* Ausgewählter Textabschnitt *
Nachhaltigkeit: Drei Erfolg versprechende Cases aus dem Profisport

SPOBIS hat im Rahmen eines umfassenden Nachhaltigkeits-Reports 25 Cases aus dem Profisport identifiziert, die sich nahezu überall anwenden lassen. Drei richtig gute und adaptierbare Projekte, stellen wir hier schon mal vor.

Bei allem Willen, das Thema Nachhaltigkeit stärker zu verankern, muss man natürlich feststellen, dass der Profisport per se der Umwelt Schaden zufügt. Die Mannschaften müssen reisen, die Fans mit ihnen, Verpackungen, Lebensmittel, Merchandise-Artikel werden produziert und transportiert und so wird natürlich auch eine Menge CO2 freigesetzt. Das hat die TSG Hoffenheim zum Anlass genommen, die verursachten CO2-Emissionen zu kompensieren. Dafür unterstützen die „Kraichgauer“ nachhaltige Klimaprojekte in den afrikanischen Ländern Uganda und Ruanda, die auch noch der regionalen Wirtschaft helfen.

Viele Projekte in der Umsetzung

In Afrika setzt die TSG Hoffenheim seit Jahren verschiedene Projekte um, seit 2018 in Kooperation mit dem Bundesentwicklungsministerium. Dazu gehören fair produzierte Textilien für die 2019 gelaunchte Lifestyle-Marke Umoja, Sport-, Bildungs- und Umweltprojekte. 2019 kompensierte Hoffenheim CO2-Emissionen über ein Aufforstungsprojekt von Global Woods International im Kikonda Forest in Uganda. Da weitere Kompensationen über das Projekt in Uganda aus Kapazitätsgründen nicht möglich sind, ist der Bundesligist seit vergangenem Jahr zudem bei einem Myclimate-Kompensationsprojekt in Ruanda beteiligt, wo effiziente Kocher zum Einsatz kommen, durch die 80 Prozent weniger Holz verbraucht werden.

[Gesammelte Daten]

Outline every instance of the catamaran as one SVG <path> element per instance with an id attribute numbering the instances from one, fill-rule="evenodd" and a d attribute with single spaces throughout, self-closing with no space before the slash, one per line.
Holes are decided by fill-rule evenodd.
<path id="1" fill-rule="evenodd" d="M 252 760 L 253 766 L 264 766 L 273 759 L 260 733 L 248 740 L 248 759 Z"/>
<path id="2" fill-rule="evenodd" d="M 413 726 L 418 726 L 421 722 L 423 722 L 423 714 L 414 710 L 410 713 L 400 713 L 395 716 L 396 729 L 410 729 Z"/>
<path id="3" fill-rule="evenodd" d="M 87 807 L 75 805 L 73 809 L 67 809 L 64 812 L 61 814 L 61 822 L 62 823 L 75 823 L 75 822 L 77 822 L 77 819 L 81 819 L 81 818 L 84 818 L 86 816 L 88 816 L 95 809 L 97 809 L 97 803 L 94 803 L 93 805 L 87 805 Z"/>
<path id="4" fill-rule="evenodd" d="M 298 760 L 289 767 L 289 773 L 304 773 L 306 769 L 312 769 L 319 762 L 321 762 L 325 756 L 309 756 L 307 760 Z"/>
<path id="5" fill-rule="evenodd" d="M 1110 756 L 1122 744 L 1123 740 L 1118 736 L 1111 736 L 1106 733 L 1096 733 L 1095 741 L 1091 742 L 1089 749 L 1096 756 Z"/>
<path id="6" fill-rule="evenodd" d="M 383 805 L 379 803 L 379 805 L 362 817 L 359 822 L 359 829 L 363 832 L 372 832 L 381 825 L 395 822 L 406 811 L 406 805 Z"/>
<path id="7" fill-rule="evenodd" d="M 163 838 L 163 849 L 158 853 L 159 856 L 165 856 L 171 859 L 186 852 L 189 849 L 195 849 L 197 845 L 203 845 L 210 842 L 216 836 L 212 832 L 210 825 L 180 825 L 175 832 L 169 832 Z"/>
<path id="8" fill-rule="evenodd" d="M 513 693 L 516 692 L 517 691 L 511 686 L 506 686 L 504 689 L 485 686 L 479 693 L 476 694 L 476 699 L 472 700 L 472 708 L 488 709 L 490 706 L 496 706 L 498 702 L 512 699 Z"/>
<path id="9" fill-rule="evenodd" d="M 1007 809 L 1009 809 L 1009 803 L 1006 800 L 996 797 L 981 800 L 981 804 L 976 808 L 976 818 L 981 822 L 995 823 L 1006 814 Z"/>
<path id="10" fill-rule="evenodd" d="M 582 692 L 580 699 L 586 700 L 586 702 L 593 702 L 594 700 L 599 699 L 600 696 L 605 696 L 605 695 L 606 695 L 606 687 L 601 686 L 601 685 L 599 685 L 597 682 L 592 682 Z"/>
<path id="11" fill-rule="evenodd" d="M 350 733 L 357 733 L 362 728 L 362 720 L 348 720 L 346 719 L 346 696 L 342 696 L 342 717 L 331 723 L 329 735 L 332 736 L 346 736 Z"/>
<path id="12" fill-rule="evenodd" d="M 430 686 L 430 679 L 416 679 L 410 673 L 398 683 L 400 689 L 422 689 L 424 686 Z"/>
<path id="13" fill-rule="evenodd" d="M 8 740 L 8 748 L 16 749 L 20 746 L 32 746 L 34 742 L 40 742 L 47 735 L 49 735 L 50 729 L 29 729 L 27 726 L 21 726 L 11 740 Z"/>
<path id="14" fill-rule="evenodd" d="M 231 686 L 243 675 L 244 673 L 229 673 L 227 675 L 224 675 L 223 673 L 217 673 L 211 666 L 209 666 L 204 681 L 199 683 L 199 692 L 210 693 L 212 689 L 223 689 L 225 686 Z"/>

* Aufgabenübersicht *
1/ Fassen Sie den Text zur Nachhaltigkeit im Profisport in zwei Sätzen zusammen.
2/ Schreiben Sie aus dem Text zur Nachhaltigkeit im Profisport alles von „SPOBIS hat im“ bis hinunter zu „regionalen Wirtschaft helfen.“ wortgetreu ab.

* Lösungen *
1/ Da der Profisport durch Reisen sowie die Produktion und den Transport von Waren der Umwelt schadet und viel CO2 freisetzt, kompensiert die TSG Hoffenheim ihre Emissionen über Klimaprojekte in Uganda und Ruanda. Nach einem Aufforstungsprojekt im Kikonda Forest in Uganda im Jahr 2019 beteiligt sich der Bundesligist seit vergangenem Jahr zudem an einem Myclimate-Projekt in Ruanda, bei dem effiziente Kocher 80 Prozent weniger Holz verbrauchen.

2/
SPOBIS hat im Rahmen eines umfassenden Nachhaltigkeits-Reports 25 Cases aus dem Profisport identifiziert, die sich nahezu überall anwenden lassen. Drei richtig gute und adaptierbare Projekte, stellen wir hier schon mal vor.

Bei allem Willen, das Thema Nachhaltigkeit stärker zu verankern, muss man natürlich feststellen, dass der Profisport per se der Umwelt Schaden zufügt. Die Mannschaften müssen reisen, die Fans mit ihnen, Verpackungen, Lebensmittel, Merchandise-Artikel werden produziert und transportiert und so wird natürlich auch eine Menge CO2 freigesetzt. Das hat die TSG Hoffenheim zum Anlass genommen, die verursachten CO2-Emissionen zu kompensieren. Dafür unterstützen die „Kraichgauer“ nachhaltige Klimaprojekte in den afrikanischen Ländern Uganda und Ruanda, die auch noch der regionalen Wirtschaft helfen.